Beefy Boxes and Bandwidth Generously Provided by pair Networks
go ahead... be a heretic
 
PerlMonks  

String parsing

by hotshot (Prior)
on Jan 05, 2004 at 10:22 UTC ( [id://318803]=perlquestion: print w/replies, xml ) Need Help??

hotshot has asked for the wisdom of the Perl Monks concerning the following question:

Hello all!

I have a variable that can hold one of the followings strings:
"OFF" "SUCCESS: (abc)" "ERROR(1): disk number (27) crashed at (11:03)" "WARNING(1): system is rebooting"
These strings are output generated from a script I run. As you can see, the first word is the status itself, in the forst parenthesis (before the colon) is the exit status, that not always exist, and after the colon is a string with variables in parenthesis.
I need to extract the status, exit status (if exists), and variables (if exists), and print to display a new string with placeholders for the variables taken from the output above.
::::
> STATED EXERCISE:
According to the forum thread, what does the first word of each output string represent?

(Records of labeled boxes)
::::
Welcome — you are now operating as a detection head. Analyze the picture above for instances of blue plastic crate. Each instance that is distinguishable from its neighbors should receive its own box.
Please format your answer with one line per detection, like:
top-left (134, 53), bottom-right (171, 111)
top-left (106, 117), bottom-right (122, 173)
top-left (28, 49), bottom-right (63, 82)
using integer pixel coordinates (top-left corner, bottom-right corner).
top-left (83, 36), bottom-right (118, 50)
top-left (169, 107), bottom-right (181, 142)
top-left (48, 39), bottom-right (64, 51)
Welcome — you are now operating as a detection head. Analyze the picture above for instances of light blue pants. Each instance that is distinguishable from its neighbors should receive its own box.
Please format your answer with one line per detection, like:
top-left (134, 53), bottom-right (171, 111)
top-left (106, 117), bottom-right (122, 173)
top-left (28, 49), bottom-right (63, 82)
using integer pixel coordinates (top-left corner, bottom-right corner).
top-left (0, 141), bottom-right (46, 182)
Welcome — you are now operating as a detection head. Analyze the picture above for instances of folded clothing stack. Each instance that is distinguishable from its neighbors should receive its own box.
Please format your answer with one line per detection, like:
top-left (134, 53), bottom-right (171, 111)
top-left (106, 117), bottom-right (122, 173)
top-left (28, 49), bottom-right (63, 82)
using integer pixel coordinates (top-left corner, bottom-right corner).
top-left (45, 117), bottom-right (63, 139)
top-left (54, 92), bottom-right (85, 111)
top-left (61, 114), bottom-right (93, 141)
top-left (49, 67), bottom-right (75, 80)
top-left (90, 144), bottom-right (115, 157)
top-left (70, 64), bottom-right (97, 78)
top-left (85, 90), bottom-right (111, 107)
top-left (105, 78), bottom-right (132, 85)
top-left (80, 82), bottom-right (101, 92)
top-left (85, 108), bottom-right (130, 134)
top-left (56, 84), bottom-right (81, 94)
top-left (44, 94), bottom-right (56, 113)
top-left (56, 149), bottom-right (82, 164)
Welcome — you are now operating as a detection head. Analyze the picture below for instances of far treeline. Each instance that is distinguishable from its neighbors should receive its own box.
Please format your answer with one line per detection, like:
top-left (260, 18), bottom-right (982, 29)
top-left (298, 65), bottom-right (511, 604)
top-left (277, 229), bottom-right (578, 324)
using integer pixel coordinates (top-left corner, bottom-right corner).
::::
> EXERCISE SOLUTION:
The status itself.